部署Ganglia集群

                  部署Ganglia集群

                                  作者:尹正杰 

版权声明:原创作品,谢绝转载!否则将追究法律责任

 

 

 

一.实验环境说明

  首先介绍一下我的Hadoop测试集群,采用的CentOS 7.6,其角色分配如下:
    [nn]
    hadoop101.yinzhengjie.com

    [snn]
    hadoop105.yinzhengjie.com

    [dn]
    hadoop102.yinzhengjie.com
    hadoop103.yinzhengjie.com
    hadoop104.yinzhengjie.com

  综上所述,为了充分利用集群资源,于是我决定在hadoop105.yinzhengjie.com节点作为承载Ganglia服务器的节点。这意味着gmetad,gweb和rrdtool守护程序都将在这个服务器节点上运行。

 

二.安装Ganglia软件包

1>.在hadoop105.yinzhengjie.com节点上安装epel扩展源(因为CentOs默认源是没有Ganglia源的)

给定清单:
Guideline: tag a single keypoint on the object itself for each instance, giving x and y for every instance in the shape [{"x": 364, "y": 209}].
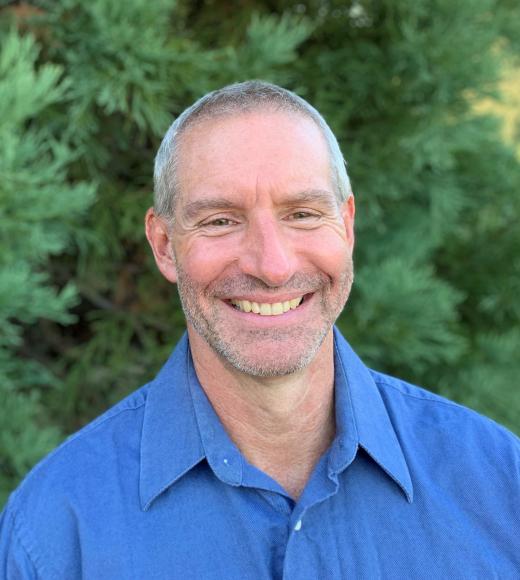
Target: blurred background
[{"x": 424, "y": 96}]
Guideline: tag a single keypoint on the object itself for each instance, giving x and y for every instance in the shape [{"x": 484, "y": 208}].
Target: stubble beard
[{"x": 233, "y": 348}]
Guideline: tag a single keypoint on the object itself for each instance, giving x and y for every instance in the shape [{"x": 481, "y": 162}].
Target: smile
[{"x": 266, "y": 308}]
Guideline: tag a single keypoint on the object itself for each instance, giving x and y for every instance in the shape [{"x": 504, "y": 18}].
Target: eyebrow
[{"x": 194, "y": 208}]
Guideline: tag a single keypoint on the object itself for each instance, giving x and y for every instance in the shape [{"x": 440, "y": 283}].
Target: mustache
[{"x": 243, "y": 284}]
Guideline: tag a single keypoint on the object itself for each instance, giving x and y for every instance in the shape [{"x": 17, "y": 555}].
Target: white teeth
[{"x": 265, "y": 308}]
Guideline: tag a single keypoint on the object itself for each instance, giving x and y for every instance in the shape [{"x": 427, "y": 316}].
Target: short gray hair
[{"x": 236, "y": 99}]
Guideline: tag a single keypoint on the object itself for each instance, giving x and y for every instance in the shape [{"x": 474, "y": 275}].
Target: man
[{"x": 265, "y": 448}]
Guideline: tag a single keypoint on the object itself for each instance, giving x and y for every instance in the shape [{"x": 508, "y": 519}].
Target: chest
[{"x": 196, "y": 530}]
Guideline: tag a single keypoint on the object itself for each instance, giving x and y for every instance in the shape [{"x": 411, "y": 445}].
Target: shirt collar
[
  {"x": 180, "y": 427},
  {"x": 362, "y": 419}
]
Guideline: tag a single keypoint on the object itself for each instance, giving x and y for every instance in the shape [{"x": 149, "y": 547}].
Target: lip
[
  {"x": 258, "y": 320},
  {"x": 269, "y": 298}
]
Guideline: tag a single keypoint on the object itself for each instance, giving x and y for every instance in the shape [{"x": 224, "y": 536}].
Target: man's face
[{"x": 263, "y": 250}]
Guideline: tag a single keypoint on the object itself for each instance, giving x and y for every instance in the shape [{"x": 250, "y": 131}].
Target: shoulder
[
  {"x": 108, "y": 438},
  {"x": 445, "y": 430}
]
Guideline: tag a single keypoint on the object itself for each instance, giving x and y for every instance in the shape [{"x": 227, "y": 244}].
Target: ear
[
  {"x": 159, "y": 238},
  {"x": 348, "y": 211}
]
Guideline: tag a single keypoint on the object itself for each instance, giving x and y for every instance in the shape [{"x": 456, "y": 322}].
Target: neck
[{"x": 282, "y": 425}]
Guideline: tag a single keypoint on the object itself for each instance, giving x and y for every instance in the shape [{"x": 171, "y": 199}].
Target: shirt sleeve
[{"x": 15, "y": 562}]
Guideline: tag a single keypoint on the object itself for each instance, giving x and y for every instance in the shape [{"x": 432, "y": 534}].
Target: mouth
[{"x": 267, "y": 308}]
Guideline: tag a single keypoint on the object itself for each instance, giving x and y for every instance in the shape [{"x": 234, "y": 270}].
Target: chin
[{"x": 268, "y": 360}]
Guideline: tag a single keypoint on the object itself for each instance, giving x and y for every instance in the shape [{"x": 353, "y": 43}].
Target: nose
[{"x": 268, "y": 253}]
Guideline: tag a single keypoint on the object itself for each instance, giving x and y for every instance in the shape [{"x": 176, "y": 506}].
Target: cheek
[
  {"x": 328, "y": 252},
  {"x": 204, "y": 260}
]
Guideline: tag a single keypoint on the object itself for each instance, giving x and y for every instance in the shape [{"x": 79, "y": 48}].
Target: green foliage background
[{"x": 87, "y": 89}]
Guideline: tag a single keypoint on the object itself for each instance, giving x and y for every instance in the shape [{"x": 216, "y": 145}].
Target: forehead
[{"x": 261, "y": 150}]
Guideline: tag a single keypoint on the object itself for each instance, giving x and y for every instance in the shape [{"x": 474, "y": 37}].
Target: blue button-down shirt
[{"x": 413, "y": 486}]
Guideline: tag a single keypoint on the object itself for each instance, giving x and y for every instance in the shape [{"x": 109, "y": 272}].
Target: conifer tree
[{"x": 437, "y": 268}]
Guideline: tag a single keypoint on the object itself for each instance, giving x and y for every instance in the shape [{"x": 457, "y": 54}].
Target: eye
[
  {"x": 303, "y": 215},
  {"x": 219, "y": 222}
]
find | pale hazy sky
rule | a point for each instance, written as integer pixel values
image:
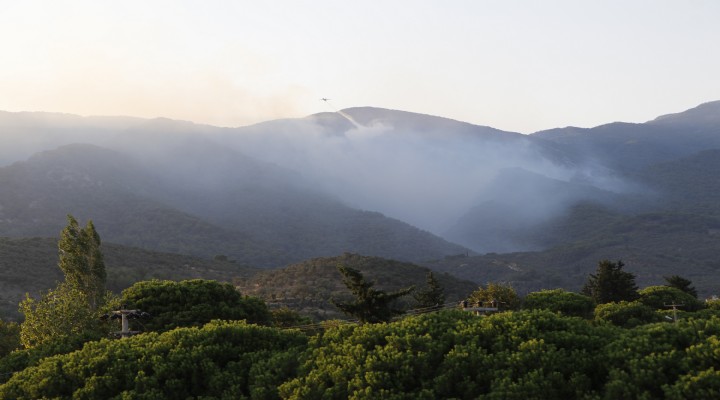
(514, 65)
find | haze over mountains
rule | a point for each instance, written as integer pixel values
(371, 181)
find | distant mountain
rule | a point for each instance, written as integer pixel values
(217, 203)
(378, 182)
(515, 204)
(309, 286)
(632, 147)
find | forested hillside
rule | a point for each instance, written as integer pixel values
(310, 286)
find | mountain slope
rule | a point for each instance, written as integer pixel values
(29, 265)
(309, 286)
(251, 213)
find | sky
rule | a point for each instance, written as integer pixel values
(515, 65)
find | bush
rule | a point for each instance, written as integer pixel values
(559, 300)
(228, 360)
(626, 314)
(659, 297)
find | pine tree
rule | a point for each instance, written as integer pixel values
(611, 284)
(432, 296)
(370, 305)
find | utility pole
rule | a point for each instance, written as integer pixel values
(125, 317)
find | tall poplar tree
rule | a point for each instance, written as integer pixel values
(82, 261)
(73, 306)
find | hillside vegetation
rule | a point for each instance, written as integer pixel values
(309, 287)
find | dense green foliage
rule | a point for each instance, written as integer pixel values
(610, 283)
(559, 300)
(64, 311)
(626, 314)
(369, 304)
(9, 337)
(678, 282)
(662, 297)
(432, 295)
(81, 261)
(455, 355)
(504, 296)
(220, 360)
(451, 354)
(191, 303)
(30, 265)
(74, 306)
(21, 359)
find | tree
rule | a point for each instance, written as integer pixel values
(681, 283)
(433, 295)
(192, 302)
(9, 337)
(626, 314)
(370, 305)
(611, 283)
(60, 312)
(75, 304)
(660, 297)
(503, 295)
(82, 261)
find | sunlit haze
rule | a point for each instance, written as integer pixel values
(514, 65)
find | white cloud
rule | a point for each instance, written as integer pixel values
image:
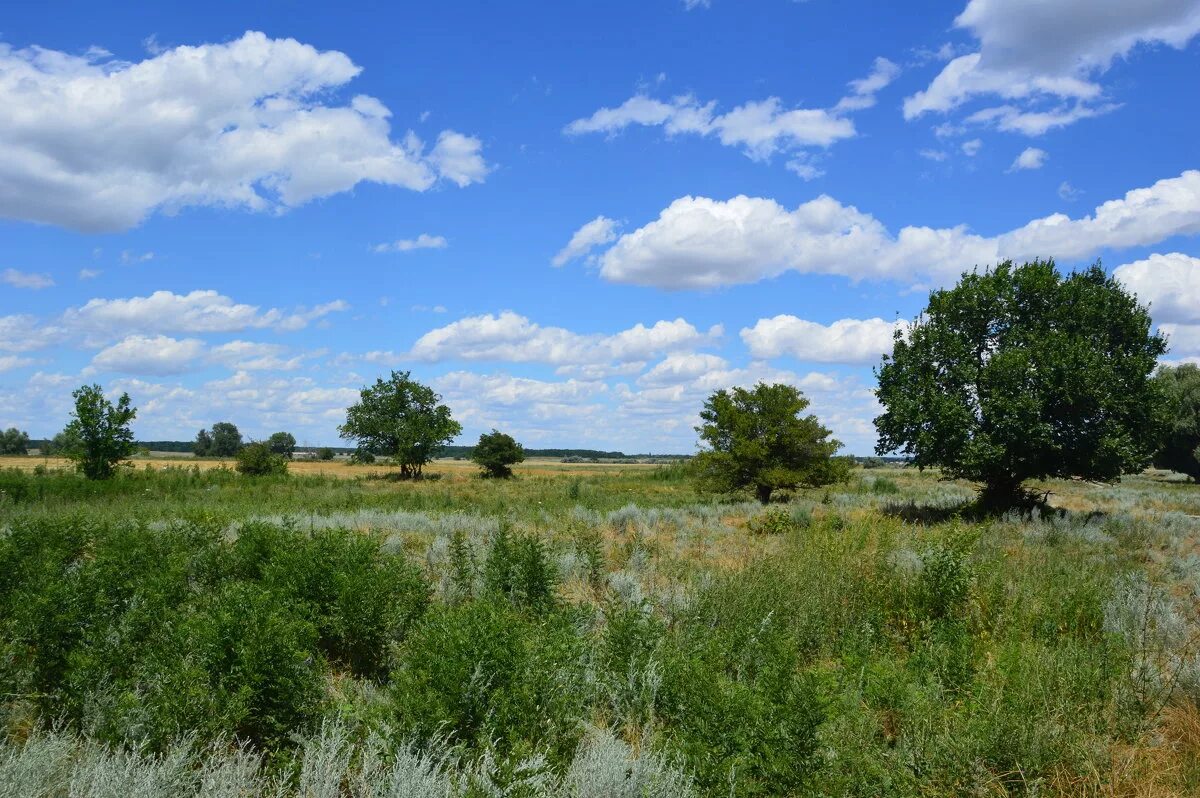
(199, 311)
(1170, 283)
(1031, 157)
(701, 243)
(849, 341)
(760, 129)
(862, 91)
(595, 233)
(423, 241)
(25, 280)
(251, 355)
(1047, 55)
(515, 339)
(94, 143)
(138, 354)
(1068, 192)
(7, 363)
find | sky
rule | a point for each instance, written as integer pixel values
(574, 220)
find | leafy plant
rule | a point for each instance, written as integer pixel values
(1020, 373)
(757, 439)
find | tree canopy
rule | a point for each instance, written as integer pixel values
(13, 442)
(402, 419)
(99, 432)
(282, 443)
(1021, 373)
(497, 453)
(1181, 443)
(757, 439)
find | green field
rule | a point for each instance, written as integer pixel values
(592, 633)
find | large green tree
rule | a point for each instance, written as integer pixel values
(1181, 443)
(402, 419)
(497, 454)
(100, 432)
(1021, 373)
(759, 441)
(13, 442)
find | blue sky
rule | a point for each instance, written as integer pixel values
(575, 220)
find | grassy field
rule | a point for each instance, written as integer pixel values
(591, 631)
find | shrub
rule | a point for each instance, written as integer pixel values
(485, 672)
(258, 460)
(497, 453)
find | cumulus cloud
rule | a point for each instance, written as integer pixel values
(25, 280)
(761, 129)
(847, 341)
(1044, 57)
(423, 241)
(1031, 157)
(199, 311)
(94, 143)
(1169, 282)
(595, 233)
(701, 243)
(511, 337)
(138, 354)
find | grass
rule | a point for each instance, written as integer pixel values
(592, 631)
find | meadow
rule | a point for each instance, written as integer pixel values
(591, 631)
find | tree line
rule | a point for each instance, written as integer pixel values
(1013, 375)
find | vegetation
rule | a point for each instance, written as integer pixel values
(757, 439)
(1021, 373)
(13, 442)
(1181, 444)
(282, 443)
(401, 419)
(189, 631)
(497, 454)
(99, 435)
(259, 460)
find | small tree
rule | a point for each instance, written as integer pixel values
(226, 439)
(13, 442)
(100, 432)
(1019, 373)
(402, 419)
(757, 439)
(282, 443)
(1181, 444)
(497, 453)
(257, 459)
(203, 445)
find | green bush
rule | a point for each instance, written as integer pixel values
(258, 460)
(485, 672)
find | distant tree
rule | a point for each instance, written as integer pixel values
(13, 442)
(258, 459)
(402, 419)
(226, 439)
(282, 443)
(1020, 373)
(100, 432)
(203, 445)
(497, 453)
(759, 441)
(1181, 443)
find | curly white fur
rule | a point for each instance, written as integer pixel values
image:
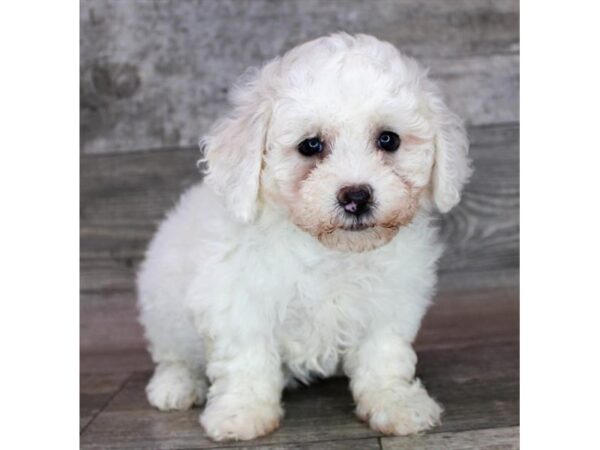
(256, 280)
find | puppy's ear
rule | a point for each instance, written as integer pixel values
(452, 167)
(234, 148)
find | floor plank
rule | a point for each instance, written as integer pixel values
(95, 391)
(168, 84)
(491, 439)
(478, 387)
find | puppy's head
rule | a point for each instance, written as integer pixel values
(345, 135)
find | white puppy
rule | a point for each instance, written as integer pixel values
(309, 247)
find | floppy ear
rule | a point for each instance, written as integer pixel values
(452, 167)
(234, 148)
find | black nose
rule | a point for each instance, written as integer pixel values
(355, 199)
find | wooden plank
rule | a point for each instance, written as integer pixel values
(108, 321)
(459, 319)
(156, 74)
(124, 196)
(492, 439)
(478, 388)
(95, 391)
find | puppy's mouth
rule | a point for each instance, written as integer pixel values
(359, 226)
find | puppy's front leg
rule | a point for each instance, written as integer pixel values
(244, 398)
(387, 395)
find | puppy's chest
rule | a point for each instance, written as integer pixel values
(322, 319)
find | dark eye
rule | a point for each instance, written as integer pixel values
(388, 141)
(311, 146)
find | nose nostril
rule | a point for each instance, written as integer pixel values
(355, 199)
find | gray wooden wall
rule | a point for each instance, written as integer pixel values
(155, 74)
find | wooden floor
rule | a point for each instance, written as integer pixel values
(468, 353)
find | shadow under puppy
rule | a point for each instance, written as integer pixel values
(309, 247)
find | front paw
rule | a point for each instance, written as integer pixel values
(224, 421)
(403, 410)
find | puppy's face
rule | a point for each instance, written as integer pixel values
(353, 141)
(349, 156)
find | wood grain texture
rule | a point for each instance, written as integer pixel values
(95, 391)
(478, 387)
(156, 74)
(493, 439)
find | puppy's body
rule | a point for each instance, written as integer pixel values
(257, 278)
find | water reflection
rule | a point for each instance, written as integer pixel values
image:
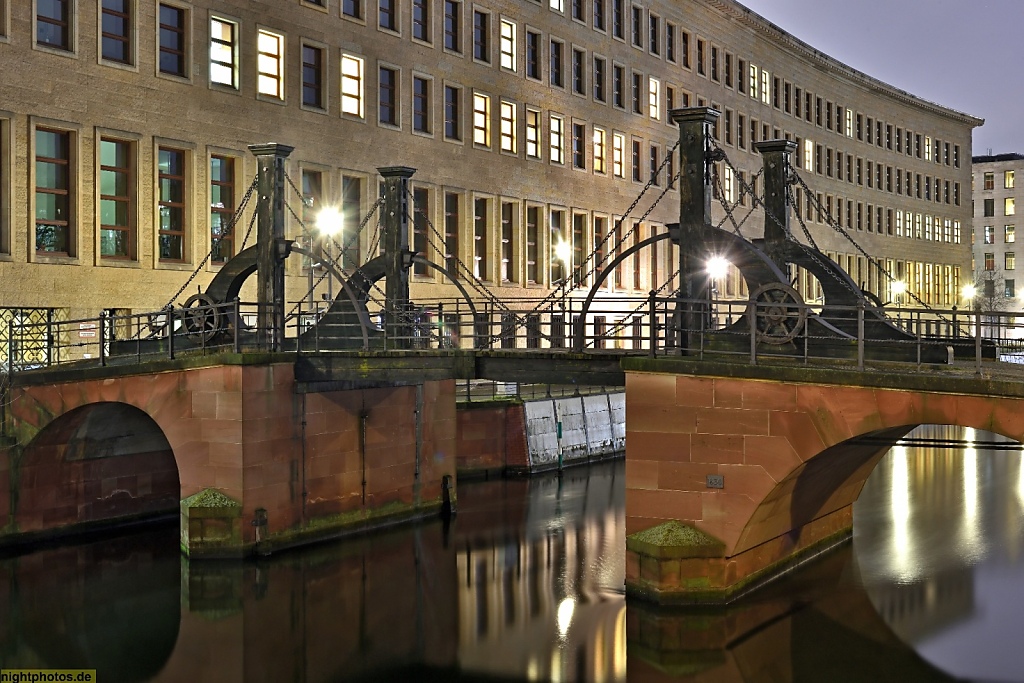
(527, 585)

你的任务:
1 > 照原样抄写节选原文中从“首先介绍一下我的Hadoop”起、到“都将在这个服务器节点上运行。”为止(含末尾这部分)的文字。
2 > 把清单中从含“find | grassy field”的那一行起、到含“(1013, 375)”的那一行为止(首尾两行都算在内)的各行重新写出，其中的“shrub”替换为“bush”，其余一律不动。只需给出这些行。
这份清单与节选原文没有任何关联。

参考答案:
1 >
首先介绍一下我的Hadoop测试集群,采用的CentOS 7.6,其角色分配如下:
    [nn]
    hadoop101.yinzhengjie.com

    [snn]
    hadoop105.yinzhengjie.com

    [dn]
    hadoop102.yinzhengjie.com
    hadoop103.yinzhengjie.com
    hadoop104.yinzhengjie.com

  综上所述,为了充分利用集群资源,于是我决定在hadoop105.yinzhengjie.com节点作为承载Ganglia服务器的节点。这意味着gmetad,gweb和rrdtool守护程序都将在这个服务器节点上运行。

2 >
find | grassy field
rule | a point for each instance, written as integer pixel values
(591, 631)
find | bush
rule | a point for each instance, written as integer pixel values
(485, 672)
(258, 460)
(497, 453)
find | cumulus cloud
rule | a point for each instance, written as integer pixel values
(25, 280)
(761, 129)
(847, 341)
(1044, 57)
(423, 241)
(1031, 157)
(199, 311)
(94, 143)
(1169, 282)
(595, 233)
(701, 243)
(511, 337)
(138, 354)
find | grass
rule | a point for each instance, written as integer pixel values
(592, 631)
find | meadow
rule | a point for each instance, written as integer pixel values
(591, 631)
find | tree line
rule | a point for each instance, written as integer pixel values
(1013, 375)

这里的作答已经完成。